Reproduce the stretch of the agreement excerpt from "Nothing in this Agreement prevents" through "other Protected Activities." without altering a word.

======== EXTRACT TO READ ========

Nothing in this Agreement prevents Employee from (i) bringing an action to enforce the terms of this Agreement; (ii) filing a timely charge or complaint with the EEOC, or participating in any investigation or proceeding conducted by the EEOC; or (iii) engaging in any other Protected Activities.
d.
While this Agreement does not limit Employee’s ability to bring an administrative charge with the EEOC or engaging in other Protected Activities, Employee expressly waives and release any right to recover any type of personal relief from Pool, including monetary damages, injunctive relief, or reinstatement, in any administrative action or proceeding, whether state or federal, and whether brought by Employee or on Employee’s behalf by an administrative agency, related in any way to the matters released herein (except that nothing in this Agreement shall prohibit or prevent Employee from participating in any whistleblower proceedings, including receiving any monetary award in connection therewith, brought by or on behalf of any government agency).

======== MATERIAL PROVIDED ========

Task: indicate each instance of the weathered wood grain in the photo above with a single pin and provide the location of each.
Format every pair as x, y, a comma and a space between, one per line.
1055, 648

========

REPLY.
Nothing in this Agreement prevents Employee from (i) bringing an action to enforce the terms of this Agreement; (ii) filing a timely charge or complaint with the EEOC, or participating in any investigation or proceeding conducted by the EEOC; or (iii) engaging in any other Protected Activities.